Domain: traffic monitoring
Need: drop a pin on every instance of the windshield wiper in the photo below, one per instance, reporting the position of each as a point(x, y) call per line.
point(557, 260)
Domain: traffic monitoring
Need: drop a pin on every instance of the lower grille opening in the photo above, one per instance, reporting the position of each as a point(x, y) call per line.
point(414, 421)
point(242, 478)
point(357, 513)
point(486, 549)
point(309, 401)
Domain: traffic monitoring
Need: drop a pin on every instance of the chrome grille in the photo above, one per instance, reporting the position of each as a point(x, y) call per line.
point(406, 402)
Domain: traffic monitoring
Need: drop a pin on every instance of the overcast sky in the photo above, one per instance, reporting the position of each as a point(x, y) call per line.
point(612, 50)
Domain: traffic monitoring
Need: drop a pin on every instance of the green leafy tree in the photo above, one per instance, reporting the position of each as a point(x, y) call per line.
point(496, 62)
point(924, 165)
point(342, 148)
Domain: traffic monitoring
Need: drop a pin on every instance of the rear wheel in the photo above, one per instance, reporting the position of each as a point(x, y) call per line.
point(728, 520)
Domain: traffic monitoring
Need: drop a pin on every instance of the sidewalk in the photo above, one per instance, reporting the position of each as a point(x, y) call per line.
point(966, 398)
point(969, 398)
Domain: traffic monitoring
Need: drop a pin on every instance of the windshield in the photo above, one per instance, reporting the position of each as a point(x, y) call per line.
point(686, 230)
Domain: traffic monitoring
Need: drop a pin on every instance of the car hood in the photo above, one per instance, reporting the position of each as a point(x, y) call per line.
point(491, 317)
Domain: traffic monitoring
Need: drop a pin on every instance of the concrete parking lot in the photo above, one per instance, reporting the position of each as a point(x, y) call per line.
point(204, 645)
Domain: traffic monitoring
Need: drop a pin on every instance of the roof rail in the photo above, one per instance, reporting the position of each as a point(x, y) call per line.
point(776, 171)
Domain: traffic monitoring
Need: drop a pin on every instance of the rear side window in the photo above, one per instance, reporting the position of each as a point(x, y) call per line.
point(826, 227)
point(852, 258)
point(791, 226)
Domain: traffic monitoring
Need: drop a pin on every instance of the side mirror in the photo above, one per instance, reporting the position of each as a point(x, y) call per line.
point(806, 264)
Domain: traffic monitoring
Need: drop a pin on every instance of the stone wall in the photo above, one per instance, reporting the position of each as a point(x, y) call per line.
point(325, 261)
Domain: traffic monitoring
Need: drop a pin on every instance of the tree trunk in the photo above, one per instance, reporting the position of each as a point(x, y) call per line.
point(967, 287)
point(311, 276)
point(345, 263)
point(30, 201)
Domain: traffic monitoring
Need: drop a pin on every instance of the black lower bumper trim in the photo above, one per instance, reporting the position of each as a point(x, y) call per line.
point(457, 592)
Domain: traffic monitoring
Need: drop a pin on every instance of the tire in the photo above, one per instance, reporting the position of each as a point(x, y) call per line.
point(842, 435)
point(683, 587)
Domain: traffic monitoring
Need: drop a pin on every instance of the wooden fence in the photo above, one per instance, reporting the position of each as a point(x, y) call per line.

* * * * *

TASK DESCRIPTION:
Please render everything from the start of the records above down to the line containing "point(309, 401)", inclusive, as a two-column CSV with the headers record_text and answer. Use one row per record, put each value in a single quoted field, and replace line breaks with spaces.

ANSWER TO THIS EXERCISE:
record_text,answer
"Domain: traffic monitoring Need: drop a pin on every instance of the windshield wiper in the photo below, one per instance, reporting the position of each as a point(x, y) call per line.","point(557, 260)"
"Domain: traffic monitoring Need: drop a pin on every instance of the lower grille opening in the photo above, one per instance, reporting the position of each as a point(x, y) call per line.","point(414, 421) point(242, 478) point(357, 513) point(486, 549) point(309, 401)"